▶ **EXERCISES TO COMPLETE**
a - Write out everything in the passage on astronomical photography from "Astronomical photographs in" down to "image was produced.".
b - Please answer these from the passage on astronomical photography:
(i) Which work by Wolfgang Tillmans do Marek Kukula and Melanie Vandenbrouck discuss?
(ii) For which exhibition was the lenticular print of the "Pillars of Creation" made?
(iii) Who allowed the images to be used for that print?
c - Carry on the passage about astronomical photography, starting right after its final sentence.

▶ **SELECTED PASSAGE**
(begin)

In the essay “Dark Frame / Deep Field” Marek Kukula and Melanie Vandenbrouck discuss “Sensor Flaws and Dead Pixels” by Wolfgang Tillmans. This image is what is called a ‘blank’, which means to say that it is not exposed to light. This is an astrophotography technique which is used to find faults with the digital camera’s sensor so that they cannot be confused with stars.
“It reminds us that there is no such thing as absolute objectivity, even in the ultra-technical field of scientific photography. Every act of looking, or of the recording of light, involves the imprinting of aspects of the observer onto the thing which is being observed, or at least onto its image.”
Marek Kukula and Melanie Vandenbrouck, Dark Frame, Deep Field essay for Breese Little.
Astronomical photographs in all of their manifestations have issues with what Marek and Melanie call “absolute objectivity”, the telescope, camera and sensors each make their presence known within the image. In a recent project for the “Altered Realities” exhibition at Central Saint Martins, I created a lenticular print of the “Pillars of Creation” which highlighted the difference between the black and white raw mechanical image and the full colour mediated image which we are used to seeing. Zolt Levay from the Space Science Telescope Institute allowed me to use these images, and let me know a little about how each image was produced.
Both images tell us something useful: the full colour image is digitally “painted” to signify the chemical composition of the gas clouds, yet the raw image shows artefacts from the process of capture and gives us signs which help us to understand how the image is produced. From both of these images we can make meaningful observations of distant celestial objects, but neither are truly objective.

(end)

▶ **DATA RECORDS**
(begin)

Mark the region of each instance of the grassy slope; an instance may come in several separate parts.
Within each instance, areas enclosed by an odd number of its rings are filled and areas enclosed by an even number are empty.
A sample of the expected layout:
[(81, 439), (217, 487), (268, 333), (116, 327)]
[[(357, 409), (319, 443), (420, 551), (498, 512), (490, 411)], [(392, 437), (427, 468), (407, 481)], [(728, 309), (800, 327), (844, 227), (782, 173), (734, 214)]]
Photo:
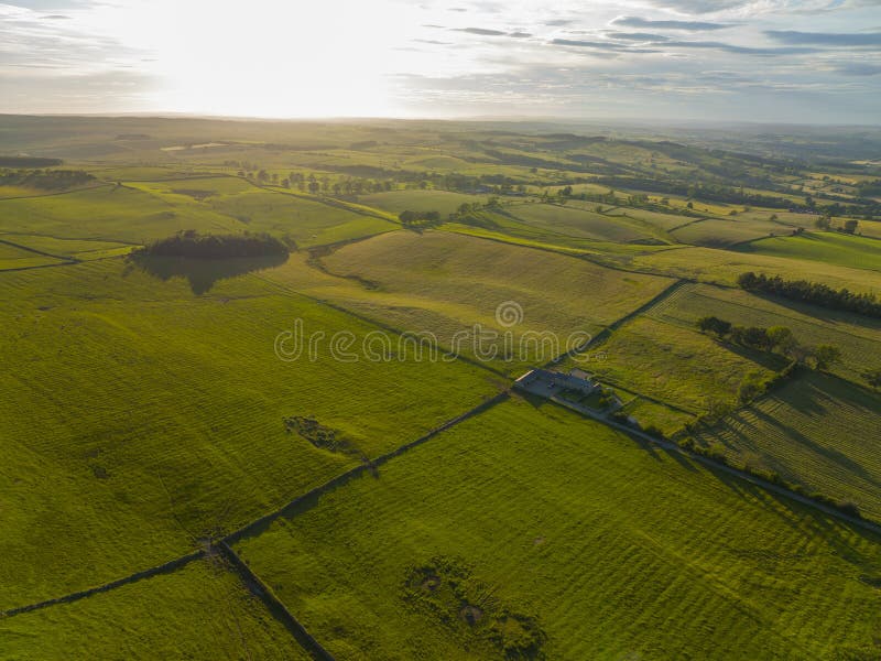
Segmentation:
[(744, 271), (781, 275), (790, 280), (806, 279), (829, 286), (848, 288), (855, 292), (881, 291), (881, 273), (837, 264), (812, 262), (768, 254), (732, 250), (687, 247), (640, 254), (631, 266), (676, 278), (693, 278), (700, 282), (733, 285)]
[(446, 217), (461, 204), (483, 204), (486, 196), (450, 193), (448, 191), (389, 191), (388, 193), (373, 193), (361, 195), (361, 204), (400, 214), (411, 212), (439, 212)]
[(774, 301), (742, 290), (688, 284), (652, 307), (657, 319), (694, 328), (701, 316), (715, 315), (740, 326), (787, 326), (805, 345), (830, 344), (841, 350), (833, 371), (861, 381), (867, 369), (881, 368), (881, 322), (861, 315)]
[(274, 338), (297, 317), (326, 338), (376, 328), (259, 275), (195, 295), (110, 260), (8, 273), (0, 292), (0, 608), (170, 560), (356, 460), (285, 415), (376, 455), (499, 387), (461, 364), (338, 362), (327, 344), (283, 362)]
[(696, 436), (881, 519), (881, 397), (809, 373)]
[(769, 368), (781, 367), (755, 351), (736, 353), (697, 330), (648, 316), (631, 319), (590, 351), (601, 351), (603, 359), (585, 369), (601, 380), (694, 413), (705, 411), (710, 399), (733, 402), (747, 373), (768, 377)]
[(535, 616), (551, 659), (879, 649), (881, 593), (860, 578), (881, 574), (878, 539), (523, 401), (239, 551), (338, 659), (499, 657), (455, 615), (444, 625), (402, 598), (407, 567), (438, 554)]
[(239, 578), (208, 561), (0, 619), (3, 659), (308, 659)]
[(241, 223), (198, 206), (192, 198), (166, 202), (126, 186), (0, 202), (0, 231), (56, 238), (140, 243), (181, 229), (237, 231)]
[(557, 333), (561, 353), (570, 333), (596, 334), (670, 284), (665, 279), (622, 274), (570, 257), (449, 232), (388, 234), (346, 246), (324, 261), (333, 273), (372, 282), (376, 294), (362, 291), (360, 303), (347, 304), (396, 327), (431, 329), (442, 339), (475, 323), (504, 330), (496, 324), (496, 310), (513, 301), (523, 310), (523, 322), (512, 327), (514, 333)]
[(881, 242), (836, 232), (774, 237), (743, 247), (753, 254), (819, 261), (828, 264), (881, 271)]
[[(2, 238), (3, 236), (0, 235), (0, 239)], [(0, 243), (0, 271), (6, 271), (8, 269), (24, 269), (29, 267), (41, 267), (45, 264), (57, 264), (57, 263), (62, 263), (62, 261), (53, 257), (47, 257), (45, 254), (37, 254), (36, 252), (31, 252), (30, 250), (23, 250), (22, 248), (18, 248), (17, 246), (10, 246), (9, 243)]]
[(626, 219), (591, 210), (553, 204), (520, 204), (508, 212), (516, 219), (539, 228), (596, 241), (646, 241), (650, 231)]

(end)

▶ **ANSWERS FOR THE TASKS**
a -
Astronomical photographs in all of their manifestations have issues with what Marek and Melanie call “absolute objectivity”, the telescope, camera and sensors each make their presence known within the image. In a recent project for the “Altered Realities” exhibition at Central Saint Martins, I created a lenticular print of the “Pillars of Creation” which highlighted the difference between the black and white raw mechanical image and the full colour mediated image which we are used to seeing. Zolt Levay from the Space Science Telescope Institute allowed me to use these images, and let me know a little about how each image was produced.

b -
(i) "Sensor Flaws and Dead Pixels"
(ii) The "Altered Realities" exhibition at Central Saint Martins
(iii) Zolt Levay from the Space Science Telescope Institute

c -
An important symposium for my research was the “Envisioning the Universe” seminar at the National Media Museum, convened by Dr Marek Kukula at the National Maritime Museum. At this seminar Elizabeth Kessler spoke about her book “Picturing The Cosmos: The Hubble Telescope and The Astronomical Sublime”. Kessler specifically focused on the highly saturated, high contrast images that NASA produces using the Hubble telescope. Here, Kessler asserts that astronomers have developed representational conventions, suggesting that in the field of astronomical imaging, astronomers can be distinguished by their own aesthetic choices when constructing an image for a publication. Kessler believes that these visual traditions have been adopted from painters such as Thomas Moran and William Henry Jackson, who depicted the American west. Kessler specifically compares the Cliffs of the Upper Colorado River and Tower of Tower Falls by Thomas Moran to The Cone Nebula.
Kessler suggests that there are similarities between the two sets of images, these features include isolated landscapes, which are punctuated by immense towers, dramatic light which shines behind an object and theatrical uses of colour.
Kessler’s research demonstrates the subjective choices that are used by astronomers when creating an image for public consumption. This seminar highlighted to me the importance of the role that visual language and photography have to play in the field of astronomy. It is clear from Kessler’s text that the history of art has had an impact on how astronomers use colour, framing and contrast to affect how we might read an image.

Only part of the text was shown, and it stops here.